What is needed here is an exact repetition of the records below, beginning at the line that has "Each <instance> block requires" and stopping after the line that has "positive clicks: (49, 40) (45, 47)".

++++ Records

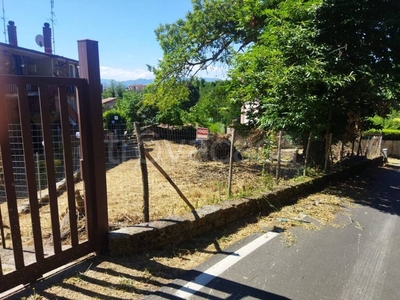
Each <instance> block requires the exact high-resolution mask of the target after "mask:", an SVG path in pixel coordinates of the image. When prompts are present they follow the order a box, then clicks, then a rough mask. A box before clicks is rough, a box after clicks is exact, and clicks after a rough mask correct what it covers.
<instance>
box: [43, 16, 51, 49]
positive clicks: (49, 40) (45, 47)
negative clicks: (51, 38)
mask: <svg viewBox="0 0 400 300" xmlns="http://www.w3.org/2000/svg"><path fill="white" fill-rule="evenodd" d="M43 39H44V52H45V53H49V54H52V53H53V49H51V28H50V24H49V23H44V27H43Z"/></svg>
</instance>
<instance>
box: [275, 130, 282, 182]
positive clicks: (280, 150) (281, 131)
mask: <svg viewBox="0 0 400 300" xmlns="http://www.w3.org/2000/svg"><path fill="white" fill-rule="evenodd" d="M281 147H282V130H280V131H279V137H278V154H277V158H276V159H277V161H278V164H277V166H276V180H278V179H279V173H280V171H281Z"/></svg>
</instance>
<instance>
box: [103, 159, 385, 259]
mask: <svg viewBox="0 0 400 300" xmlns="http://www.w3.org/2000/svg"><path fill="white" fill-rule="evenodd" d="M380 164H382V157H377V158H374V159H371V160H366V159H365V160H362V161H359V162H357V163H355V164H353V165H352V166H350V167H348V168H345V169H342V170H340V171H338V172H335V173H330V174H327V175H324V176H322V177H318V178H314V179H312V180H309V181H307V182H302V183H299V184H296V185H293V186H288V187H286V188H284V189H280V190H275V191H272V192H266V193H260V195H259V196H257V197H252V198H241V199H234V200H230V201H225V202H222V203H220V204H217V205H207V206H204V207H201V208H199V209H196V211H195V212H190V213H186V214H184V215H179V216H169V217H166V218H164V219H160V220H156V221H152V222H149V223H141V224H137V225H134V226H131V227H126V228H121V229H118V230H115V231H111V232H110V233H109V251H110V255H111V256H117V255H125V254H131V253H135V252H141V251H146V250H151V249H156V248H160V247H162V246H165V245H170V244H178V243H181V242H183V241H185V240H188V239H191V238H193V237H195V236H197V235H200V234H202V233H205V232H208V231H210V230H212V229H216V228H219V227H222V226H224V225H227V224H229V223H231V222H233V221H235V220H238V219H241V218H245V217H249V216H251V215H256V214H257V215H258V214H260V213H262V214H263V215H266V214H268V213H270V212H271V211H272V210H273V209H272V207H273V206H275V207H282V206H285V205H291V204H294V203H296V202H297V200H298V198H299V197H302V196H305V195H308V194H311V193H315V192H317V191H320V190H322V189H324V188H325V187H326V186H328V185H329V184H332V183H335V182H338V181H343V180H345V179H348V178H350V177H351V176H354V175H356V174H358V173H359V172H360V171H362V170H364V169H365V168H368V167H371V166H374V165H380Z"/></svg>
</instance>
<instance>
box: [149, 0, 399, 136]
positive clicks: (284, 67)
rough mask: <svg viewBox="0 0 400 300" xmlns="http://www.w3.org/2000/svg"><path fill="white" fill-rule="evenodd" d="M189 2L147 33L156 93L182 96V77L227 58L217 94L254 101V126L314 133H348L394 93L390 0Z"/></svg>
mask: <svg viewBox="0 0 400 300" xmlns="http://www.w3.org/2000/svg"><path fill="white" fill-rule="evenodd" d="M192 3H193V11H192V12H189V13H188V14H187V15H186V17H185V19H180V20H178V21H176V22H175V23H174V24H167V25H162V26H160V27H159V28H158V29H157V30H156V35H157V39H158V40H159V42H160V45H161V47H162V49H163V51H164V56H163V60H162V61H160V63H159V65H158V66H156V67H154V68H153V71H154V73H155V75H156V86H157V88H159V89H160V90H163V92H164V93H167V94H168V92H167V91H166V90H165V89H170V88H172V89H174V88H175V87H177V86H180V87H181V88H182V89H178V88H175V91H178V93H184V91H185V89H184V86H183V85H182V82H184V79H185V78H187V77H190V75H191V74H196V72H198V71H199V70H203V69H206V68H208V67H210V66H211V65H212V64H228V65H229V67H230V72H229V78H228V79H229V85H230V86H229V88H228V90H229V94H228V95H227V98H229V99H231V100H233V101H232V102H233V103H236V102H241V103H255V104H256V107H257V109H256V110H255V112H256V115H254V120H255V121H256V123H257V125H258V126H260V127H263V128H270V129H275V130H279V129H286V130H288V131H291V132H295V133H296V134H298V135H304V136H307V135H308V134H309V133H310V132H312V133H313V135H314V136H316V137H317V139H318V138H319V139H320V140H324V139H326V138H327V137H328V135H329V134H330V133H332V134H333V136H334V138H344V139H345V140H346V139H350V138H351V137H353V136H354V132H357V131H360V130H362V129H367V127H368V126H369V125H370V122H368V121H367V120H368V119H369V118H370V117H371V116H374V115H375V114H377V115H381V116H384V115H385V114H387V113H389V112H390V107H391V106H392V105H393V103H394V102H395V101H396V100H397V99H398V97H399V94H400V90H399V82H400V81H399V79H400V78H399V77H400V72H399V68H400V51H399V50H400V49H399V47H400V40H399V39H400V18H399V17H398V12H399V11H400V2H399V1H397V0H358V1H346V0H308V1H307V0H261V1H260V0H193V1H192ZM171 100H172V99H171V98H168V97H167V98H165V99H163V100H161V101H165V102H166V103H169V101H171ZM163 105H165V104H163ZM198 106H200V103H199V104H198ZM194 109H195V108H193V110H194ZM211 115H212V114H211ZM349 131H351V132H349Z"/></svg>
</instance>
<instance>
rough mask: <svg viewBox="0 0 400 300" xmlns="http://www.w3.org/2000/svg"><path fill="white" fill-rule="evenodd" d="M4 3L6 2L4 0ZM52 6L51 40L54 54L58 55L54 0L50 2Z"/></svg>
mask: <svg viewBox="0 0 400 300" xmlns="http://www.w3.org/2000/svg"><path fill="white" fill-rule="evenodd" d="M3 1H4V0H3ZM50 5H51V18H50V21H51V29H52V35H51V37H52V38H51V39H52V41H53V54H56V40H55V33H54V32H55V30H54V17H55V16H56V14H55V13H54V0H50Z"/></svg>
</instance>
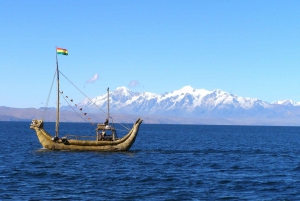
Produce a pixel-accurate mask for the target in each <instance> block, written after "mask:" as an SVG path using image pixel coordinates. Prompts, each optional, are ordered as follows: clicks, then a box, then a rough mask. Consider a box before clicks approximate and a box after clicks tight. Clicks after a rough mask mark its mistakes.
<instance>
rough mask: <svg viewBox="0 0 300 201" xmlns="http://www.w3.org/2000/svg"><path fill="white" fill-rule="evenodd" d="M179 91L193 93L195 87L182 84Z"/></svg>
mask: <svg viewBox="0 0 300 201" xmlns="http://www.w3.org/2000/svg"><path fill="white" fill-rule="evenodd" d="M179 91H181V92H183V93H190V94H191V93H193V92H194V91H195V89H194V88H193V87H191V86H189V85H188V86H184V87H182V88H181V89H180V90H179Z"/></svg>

++++++++
++++ Records

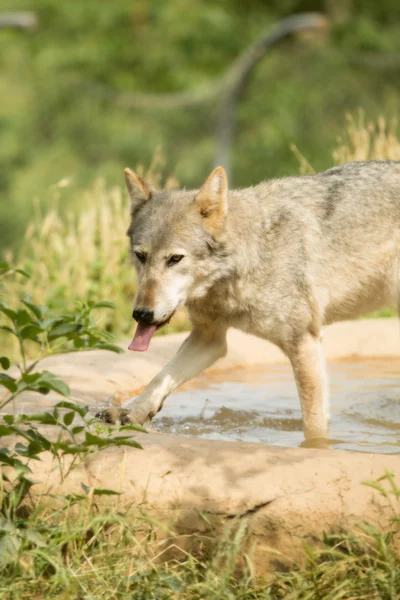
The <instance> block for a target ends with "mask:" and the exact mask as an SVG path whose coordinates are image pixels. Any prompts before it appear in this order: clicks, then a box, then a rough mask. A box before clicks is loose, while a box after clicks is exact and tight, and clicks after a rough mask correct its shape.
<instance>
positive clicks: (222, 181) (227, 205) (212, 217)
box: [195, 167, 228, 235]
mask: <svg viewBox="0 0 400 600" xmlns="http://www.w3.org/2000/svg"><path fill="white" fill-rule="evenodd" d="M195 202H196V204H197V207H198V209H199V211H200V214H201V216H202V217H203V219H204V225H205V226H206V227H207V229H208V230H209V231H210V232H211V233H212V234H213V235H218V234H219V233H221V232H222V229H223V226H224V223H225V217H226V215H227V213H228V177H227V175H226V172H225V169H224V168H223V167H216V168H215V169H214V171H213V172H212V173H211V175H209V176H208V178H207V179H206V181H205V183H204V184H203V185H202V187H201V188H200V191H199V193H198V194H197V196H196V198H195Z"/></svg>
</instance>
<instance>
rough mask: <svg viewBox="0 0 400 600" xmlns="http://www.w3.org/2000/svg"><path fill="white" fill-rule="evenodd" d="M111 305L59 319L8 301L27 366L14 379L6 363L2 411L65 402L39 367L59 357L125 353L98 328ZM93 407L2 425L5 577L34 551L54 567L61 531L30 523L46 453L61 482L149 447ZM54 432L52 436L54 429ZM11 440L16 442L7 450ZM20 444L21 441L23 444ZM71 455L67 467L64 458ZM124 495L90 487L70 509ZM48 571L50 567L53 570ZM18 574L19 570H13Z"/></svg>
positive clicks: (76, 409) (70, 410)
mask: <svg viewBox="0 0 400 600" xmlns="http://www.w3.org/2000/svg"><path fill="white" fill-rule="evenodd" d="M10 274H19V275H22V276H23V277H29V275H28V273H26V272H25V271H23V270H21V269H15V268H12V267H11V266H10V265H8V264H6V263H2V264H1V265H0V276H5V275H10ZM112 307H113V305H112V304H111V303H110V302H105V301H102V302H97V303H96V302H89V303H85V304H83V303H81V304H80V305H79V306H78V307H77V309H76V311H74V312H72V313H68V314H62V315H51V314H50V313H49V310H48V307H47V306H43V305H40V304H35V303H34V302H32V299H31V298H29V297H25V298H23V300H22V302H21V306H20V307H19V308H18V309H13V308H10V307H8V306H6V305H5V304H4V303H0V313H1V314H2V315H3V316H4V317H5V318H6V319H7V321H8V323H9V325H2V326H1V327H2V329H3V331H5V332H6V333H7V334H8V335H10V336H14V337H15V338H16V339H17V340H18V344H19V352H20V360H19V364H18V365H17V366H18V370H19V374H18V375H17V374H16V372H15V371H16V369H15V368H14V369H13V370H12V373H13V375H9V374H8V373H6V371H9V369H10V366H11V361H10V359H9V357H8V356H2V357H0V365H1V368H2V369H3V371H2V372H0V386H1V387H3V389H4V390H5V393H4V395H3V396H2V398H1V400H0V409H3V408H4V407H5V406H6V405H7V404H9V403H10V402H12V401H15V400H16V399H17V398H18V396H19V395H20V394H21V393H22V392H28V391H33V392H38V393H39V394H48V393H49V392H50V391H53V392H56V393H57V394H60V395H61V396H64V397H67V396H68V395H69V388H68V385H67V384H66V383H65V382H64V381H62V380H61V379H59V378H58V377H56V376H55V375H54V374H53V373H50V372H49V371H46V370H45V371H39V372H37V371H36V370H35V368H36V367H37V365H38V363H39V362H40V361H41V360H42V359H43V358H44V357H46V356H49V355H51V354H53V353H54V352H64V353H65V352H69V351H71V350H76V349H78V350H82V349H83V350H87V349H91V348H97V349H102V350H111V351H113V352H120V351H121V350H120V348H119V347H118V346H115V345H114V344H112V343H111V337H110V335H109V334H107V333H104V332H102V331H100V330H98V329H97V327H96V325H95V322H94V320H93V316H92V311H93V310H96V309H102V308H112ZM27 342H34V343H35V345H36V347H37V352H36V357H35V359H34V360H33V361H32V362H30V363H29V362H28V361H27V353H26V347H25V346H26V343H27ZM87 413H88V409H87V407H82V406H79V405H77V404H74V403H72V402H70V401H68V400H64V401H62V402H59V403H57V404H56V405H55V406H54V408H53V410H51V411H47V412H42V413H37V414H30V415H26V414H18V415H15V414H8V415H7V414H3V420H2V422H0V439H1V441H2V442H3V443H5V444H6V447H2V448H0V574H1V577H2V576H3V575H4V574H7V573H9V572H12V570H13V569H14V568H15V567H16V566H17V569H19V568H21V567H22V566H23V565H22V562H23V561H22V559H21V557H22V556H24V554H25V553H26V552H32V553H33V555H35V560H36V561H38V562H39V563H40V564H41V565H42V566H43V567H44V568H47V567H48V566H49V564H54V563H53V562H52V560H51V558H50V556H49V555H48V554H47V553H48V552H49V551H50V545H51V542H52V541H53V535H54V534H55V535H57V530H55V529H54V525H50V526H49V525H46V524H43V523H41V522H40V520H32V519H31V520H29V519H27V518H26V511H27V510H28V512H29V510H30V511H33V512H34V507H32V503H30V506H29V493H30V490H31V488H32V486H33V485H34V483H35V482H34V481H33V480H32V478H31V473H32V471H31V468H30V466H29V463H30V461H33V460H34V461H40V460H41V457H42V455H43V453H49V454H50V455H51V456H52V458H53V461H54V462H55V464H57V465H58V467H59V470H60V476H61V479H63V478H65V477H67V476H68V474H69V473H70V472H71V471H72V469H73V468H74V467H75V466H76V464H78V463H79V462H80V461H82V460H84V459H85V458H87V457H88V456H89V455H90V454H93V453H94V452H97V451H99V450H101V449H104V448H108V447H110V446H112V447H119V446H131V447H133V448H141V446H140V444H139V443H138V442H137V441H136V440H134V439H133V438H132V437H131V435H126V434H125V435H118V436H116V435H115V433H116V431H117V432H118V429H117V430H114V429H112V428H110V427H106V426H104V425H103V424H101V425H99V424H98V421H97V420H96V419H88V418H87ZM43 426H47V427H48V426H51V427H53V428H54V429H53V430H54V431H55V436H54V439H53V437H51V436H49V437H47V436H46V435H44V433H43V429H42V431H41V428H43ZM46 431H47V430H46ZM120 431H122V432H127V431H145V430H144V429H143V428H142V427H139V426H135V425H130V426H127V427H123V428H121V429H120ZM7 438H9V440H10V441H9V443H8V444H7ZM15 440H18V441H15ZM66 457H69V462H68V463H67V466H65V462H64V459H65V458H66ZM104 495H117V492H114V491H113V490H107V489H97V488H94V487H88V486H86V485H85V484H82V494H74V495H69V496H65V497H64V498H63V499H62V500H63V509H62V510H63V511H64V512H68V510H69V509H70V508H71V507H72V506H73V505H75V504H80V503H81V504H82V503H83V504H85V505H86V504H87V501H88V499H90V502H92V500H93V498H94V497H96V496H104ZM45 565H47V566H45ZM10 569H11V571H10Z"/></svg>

++++++++

**Answer to this problem**:
Each <instance> block requires the exact high-resolution mask of the target after "mask:", an SVG path in pixel coordinates of the image. When prompts are present they follow the order a box, then clicks, then a rough mask. A box before clicks is rough, a box after clicks is exact, and clicks after a rough mask correct what it covers.
<instance>
box: [43, 16, 51, 49]
positive clicks: (49, 40) (45, 47)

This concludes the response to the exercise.